Opdrachten bij oefening:
**1.** Beantwoord de volgende vragen over de tekst over sociale veranderingen.
(a) Hoe omschrijft de tekst individualisering?
(b) Waardoor worden bij democratisering hiërarchische machtsverhoudingen vervangen?
(c) Welke drie namen krijgt broederschap in de tekst?
**2.** Citeer uit de tekst over sociale veranderingen letterlijk het stuk van "o Machtsverschillen veranderen." tot en met "nog geen machtsgelijkheid.".

Gekozen tekst:
Leerdoelen sociologie 2.4
Hoorcollege 1.
Leerdoel 1: De student heeft kennis van de zeven sociale veranderingen.
Sociale verandering: Het gaat om veranderingen in de cultuur en structuur van een
samenleving over een langere periode. Aantal jaar.
- Samenleving is in beweging.
- Samenleving is niet statisch.
- Verleden is gekleurd.
- Selectief waarnemen en selectief onthouden.
o Selectief waarnemen: De werkelijkheid is vertekend, vervormd en in
overeenstemming gebracht met de eigen opvattingen en belangen.
1. Individualisering: Een proces van toenemende verzelfstandiging van afzonderlijke
mensen in de samenleving.
o Toenemende vrijheid en zelfstandigheid van mensen.
o Afname van gemeenschapszin en toenemend egoïsme.
o Antwoorden zijn gekleurd door referentiekader.
o Is ook een maatschappelijk proces, zonder positief of
negatief oordeel.
o Individualisering manifesteert zich in de vorm van het
streven naar emancipatie, die niet alleen gelijkheid in
rechten inhoudt, maar ook gelijkheid in kansen en
mogelijkheden.
o Emancipatie: Vrij kunnen kiezen (vrouwen kunnen werken, studeren en krijgen meer
gelijke rechten), zelfbeschikking (baas in eigen buik) en zelfontplooiing. Met daarbij ook
meer onzekerheid en meer eigen verantwoordelijkheid.
o Vroeger met meerdere op 1 slaapkamer, nu (bijna) iedereen een eigen slaapkamer.
o Meer onzekerheid. Meer echtscheidingen, verder van een familie wonen.
o Meer eigen verantwoordelijkheid.
o Need to belong Need to uniqueness.
Kiezen voor de kudde Confectie-individualiteit.
Sociale controle via sociale media.
Keuzes bepaald door genen en sociale omstandigheid – vrijheid?
2. Democratisering: Een beweging waarbij hiërarchische machtsverhoudingen worden
vervangen door meer gelijkwaardige verhoudingen.
o Omwenteling in de gezagsverhoudingen.
o Machtsverschillen en machtsverdeling tussen groepen en individuen.
o Machtsverschillen zijn vaak onmisbaar.
o Macht wordt meer gedeeld.
o Macht wordt meer gecontroleerd.
o Macht is meer aan voorschriften gebonden.
o Meer inspraak van de burger.
o Machtsverschillen veranderen.
Informele omgang. Docenten – studenten, werkgevers – werknemers.
o Gezag is minder gekoppeld aan een positie.
o Gezag moet je nu steeds meer verdienen.
o Maar dat alles betekent nog geen machtsgelijkheid.
3. Solidarisering: Gevoel van verbondenheid met anderen. Gevoel van saamhorigheid en
samen de consequenties dragen. Gemeenschappelijk belang, ten gunste van de
groepsleden, maar soms ten koste van zichzelf.
o Vrijheid, gelijkheid en broederschap. Vrijheid werd individualisering, gelijkheid kwam
door democratisering, maar broederschap?
1
, o Broederschap wordt solidariteit, naastenliefde of de verzorgingsstaat genoemd.

Gegevensset:
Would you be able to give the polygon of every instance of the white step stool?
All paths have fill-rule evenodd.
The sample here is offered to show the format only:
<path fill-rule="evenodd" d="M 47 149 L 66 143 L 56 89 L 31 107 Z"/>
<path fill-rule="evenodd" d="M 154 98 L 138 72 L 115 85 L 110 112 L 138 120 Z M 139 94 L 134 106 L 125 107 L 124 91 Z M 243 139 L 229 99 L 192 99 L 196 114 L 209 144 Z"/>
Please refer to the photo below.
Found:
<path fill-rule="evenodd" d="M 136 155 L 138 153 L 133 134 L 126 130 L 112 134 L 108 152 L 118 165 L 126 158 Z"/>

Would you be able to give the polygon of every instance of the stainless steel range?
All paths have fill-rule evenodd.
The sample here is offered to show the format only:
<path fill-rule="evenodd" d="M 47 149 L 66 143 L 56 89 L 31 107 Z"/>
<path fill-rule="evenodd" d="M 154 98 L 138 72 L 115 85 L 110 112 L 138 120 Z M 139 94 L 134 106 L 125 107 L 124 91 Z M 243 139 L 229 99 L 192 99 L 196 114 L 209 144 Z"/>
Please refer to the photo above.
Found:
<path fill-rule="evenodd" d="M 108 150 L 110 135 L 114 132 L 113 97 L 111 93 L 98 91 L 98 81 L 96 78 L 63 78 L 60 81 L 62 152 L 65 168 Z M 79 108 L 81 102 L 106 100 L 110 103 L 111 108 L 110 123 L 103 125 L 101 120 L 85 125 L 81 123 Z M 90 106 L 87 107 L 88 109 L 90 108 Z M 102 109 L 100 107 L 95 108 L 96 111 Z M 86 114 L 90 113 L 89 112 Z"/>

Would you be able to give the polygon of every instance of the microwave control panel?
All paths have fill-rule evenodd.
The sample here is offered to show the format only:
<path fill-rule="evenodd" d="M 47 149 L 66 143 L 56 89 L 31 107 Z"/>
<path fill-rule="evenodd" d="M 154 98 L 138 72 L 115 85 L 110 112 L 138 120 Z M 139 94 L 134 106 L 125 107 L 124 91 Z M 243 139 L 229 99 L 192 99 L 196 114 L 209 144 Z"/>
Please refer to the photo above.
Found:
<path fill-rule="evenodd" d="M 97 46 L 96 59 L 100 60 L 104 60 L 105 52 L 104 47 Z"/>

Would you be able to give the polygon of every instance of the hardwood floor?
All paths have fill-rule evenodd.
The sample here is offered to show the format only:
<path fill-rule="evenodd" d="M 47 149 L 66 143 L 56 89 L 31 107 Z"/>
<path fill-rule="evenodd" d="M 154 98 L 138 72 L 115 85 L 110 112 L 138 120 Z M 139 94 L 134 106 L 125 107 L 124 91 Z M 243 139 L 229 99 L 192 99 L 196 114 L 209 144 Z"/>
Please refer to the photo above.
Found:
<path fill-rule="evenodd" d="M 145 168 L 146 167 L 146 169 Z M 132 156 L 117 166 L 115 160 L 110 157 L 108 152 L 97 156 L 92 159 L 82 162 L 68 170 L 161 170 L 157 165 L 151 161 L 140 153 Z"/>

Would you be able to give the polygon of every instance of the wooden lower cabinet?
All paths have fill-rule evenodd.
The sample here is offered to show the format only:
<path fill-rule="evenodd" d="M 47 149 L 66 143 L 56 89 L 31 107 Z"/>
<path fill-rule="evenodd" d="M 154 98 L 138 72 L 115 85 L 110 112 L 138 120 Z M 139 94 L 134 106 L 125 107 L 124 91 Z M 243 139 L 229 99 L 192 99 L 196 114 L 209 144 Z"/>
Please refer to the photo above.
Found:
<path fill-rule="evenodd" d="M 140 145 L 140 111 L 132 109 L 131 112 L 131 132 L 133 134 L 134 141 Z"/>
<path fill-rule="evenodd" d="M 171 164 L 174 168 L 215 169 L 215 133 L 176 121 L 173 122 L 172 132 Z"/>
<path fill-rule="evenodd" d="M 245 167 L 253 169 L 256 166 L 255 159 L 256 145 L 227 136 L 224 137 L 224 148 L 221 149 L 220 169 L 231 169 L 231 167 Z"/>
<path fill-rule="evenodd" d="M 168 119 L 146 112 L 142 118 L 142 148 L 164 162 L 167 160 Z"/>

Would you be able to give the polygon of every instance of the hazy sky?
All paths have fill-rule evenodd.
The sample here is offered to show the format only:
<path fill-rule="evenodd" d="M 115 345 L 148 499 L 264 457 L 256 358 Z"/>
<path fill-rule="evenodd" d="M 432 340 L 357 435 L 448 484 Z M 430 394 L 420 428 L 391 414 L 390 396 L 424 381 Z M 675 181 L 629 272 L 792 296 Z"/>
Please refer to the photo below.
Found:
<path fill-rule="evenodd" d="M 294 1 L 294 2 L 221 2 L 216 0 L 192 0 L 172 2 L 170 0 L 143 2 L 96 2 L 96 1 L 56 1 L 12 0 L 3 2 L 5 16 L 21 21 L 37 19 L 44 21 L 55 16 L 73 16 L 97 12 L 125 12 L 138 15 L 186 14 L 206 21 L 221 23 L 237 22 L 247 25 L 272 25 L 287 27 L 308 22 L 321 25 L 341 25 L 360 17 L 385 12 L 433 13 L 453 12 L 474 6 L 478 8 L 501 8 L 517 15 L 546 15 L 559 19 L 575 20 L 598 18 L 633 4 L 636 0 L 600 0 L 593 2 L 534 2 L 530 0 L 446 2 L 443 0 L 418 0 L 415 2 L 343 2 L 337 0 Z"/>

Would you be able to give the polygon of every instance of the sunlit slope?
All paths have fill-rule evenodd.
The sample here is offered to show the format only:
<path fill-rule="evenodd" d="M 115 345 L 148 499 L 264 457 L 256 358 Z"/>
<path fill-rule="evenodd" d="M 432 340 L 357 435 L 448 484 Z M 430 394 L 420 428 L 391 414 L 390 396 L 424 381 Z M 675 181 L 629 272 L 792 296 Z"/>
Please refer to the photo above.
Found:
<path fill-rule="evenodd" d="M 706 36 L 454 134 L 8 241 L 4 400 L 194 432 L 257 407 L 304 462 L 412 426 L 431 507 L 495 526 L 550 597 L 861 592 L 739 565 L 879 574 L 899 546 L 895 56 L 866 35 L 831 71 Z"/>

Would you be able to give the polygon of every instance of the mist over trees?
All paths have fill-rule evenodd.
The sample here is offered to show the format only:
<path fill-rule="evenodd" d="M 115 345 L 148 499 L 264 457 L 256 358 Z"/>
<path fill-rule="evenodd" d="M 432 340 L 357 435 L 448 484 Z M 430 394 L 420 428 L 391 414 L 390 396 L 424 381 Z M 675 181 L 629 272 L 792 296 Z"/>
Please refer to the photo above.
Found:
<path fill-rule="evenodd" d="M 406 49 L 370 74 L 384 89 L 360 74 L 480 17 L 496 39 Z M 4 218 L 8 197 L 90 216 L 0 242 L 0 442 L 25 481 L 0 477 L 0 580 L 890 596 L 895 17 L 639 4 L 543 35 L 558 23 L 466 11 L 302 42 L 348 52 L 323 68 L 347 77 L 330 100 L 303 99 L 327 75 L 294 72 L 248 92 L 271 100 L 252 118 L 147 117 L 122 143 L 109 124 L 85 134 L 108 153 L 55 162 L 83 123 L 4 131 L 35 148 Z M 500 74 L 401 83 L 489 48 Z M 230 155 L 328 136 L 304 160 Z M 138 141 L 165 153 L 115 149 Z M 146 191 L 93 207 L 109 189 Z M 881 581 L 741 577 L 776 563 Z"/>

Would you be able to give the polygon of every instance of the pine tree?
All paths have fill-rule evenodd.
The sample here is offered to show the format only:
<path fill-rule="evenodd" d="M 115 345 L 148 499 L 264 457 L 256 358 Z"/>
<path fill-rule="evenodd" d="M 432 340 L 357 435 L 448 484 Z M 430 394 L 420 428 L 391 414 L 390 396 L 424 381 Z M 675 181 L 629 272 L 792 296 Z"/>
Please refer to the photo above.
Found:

Antwoorden:
**1.**
(a) Een proces van toenemende verzelfstandiging van afzonderlijke mensen in de samenleving.
(b) Door meer gelijkwaardige verhoudingen.
(c) Solidariteit, naastenliefde of de verzorgingsstaat.

**2.**
o Machtsverschillen veranderen.
Informele omgang. Docenten – studenten, werkgevers – werknemers.
o Gezag is minder gekoppeld aan een positie.
o Gezag moet je nu steeds meer verdienen.
o Maar dat alles betekent nog geen machtsgelijkheid.